GOAL OF THE EXERCISE:
Write out each line exactly, starting with the one containing "petal for grasp planning." and stopping after the last line of the listing below.

RECORD SET:
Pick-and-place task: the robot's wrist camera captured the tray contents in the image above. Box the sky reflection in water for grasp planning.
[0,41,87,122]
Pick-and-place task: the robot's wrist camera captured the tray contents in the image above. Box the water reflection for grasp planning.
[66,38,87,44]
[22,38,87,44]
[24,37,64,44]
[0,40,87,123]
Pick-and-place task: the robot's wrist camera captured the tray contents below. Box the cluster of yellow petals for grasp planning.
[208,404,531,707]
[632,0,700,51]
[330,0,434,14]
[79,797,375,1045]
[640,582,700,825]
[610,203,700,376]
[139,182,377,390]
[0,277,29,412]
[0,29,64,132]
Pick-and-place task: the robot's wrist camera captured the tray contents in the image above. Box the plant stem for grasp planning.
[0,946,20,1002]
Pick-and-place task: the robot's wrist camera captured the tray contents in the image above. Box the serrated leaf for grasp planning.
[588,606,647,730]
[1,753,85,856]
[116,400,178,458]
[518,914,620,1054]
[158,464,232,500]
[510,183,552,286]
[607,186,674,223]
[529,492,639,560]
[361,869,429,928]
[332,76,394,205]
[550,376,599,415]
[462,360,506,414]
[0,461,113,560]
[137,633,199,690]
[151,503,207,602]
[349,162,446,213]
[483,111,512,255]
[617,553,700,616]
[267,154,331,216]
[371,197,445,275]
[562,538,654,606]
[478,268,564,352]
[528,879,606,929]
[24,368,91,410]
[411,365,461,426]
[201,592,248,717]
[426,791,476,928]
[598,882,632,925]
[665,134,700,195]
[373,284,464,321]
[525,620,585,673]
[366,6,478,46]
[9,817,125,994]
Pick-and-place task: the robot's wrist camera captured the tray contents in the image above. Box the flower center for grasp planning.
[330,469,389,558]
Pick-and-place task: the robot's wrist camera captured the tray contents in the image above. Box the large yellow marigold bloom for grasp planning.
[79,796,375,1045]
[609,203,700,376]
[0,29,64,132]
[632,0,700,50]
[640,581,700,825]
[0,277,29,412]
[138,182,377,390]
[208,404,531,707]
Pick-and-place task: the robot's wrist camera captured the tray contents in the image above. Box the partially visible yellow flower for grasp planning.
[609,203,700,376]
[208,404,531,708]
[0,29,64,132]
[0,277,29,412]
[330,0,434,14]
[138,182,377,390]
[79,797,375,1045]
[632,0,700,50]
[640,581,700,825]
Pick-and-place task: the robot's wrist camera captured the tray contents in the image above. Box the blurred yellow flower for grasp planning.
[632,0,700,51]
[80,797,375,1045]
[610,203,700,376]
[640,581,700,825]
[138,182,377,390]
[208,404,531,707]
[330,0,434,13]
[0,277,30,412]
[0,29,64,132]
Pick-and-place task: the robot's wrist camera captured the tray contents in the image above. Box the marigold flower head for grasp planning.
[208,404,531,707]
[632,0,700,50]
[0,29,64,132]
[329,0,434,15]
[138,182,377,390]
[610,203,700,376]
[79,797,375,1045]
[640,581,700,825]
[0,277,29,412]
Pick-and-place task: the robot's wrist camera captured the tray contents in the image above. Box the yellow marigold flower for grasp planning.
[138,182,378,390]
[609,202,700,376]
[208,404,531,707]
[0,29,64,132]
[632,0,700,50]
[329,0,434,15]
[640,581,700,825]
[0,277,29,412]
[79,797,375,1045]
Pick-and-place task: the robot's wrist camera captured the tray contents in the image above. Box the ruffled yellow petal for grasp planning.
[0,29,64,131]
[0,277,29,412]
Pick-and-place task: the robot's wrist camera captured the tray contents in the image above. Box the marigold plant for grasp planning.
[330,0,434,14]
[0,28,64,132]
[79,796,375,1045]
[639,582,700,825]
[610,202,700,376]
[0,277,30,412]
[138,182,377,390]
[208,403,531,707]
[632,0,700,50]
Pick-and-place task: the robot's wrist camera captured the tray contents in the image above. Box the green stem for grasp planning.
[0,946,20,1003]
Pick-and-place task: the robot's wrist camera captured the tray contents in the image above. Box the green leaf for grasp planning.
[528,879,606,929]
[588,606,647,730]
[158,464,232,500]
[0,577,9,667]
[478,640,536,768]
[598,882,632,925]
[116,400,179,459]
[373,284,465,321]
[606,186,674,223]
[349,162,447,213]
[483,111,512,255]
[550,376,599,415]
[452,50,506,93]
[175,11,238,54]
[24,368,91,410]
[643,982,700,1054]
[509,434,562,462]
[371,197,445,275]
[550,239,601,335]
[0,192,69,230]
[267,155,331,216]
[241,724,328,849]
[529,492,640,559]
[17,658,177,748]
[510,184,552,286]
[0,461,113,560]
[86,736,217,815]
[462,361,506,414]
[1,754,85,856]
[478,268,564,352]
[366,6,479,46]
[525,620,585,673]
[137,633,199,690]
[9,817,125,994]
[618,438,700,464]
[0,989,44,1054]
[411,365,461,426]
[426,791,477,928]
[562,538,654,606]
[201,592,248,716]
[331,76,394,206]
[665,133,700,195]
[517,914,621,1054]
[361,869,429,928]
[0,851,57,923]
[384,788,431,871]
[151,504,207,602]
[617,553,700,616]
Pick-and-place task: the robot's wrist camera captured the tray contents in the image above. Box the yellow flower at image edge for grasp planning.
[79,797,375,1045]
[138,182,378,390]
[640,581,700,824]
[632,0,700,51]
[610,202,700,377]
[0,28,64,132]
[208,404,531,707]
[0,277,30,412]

RESULT OF THIS EXERCISE:
Pick-and-place task: the robot's wrist camera captured the tray contents in the image above. Box the ruffled yellow petal for grasp planning.
[0,29,64,131]
[0,277,29,412]
Pick-and-place task: the robot's wrist camera captured the tray contents in the image above. Box the marigold plant for grasp planning.
[330,0,434,14]
[0,28,64,132]
[79,796,375,1045]
[639,582,700,825]
[610,202,700,376]
[0,277,30,412]
[138,182,377,390]
[208,403,531,707]
[632,0,700,50]
Pick-and-place task: the robot's wrist camera captured the tray contents in the image above. Box the green stem for grasp planning.
[0,946,20,1003]
Pick-and-place task: the robot's wrist camera captured the tray contents in the image above. Box the green leaf for grasp planning.
[528,879,606,929]
[588,606,647,730]
[158,464,232,500]
[0,577,9,667]
[478,640,536,768]
[598,882,632,925]
[116,400,179,459]
[373,284,465,321]
[606,186,674,223]
[349,162,447,213]
[483,111,512,255]
[550,376,599,415]
[452,50,506,93]
[175,11,238,54]
[24,368,91,410]
[643,982,700,1054]
[509,434,562,462]
[371,197,445,275]
[550,239,601,335]
[0,192,69,230]
[267,155,331,216]
[241,724,328,849]
[529,492,640,559]
[17,658,177,748]
[510,184,552,286]
[0,461,113,560]
[86,736,217,815]
[462,361,506,414]
[1,754,85,856]
[478,268,564,352]
[366,6,479,46]
[525,620,585,673]
[137,633,199,690]
[9,817,125,994]
[618,438,700,464]
[0,989,44,1054]
[411,365,461,426]
[426,791,477,928]
[562,538,654,606]
[201,592,248,716]
[331,76,394,206]
[665,133,700,195]
[517,914,621,1054]
[361,869,429,928]
[0,851,57,923]
[384,788,431,871]
[151,504,207,602]
[617,553,700,616]
Pick-and-place task: the robot's wrist camera captured the tray contents in the image above. Box the yellow flower at image edge for grasp planning.
[79,797,375,1045]
[138,182,378,390]
[640,581,700,824]
[632,0,700,51]
[610,202,700,377]
[0,28,64,132]
[208,404,531,707]
[0,277,30,412]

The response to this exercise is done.